** Begin RECORDS SHOWN **

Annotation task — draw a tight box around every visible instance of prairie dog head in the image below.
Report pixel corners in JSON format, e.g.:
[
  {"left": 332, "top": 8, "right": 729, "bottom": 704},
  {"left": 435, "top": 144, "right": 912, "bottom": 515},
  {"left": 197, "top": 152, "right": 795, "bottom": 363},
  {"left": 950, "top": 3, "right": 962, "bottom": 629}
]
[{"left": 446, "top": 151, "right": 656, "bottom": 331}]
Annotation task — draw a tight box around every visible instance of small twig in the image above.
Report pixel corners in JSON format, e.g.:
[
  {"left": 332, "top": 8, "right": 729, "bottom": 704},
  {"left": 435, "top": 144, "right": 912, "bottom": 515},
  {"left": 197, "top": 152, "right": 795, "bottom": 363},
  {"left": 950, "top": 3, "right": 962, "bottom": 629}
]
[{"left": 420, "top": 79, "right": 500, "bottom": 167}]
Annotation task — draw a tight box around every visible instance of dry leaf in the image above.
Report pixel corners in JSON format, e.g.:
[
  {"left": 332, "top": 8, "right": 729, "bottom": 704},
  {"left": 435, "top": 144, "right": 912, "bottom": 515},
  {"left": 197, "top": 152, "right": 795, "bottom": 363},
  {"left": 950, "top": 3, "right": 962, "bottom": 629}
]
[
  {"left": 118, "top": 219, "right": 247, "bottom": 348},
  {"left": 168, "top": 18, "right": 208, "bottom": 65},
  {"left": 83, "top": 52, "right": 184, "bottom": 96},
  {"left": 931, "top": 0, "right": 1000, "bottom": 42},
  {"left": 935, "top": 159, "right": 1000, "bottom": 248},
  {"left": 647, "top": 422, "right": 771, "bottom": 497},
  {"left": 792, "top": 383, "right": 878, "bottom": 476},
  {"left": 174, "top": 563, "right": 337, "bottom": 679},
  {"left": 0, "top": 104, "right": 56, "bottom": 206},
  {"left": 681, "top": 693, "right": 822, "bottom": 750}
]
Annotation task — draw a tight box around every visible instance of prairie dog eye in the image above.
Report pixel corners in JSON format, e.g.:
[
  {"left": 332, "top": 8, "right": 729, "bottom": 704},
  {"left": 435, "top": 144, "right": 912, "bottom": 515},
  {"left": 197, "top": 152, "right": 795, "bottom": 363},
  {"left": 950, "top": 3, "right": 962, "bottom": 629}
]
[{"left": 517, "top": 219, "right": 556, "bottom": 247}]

** End RECORDS SHOWN **

> **EXERCISE DESCRIPTION**
Count the lines in the data above that contain the string "tight", treating case as significant, and report only that number.

> **CORRECT RESPONSE**
4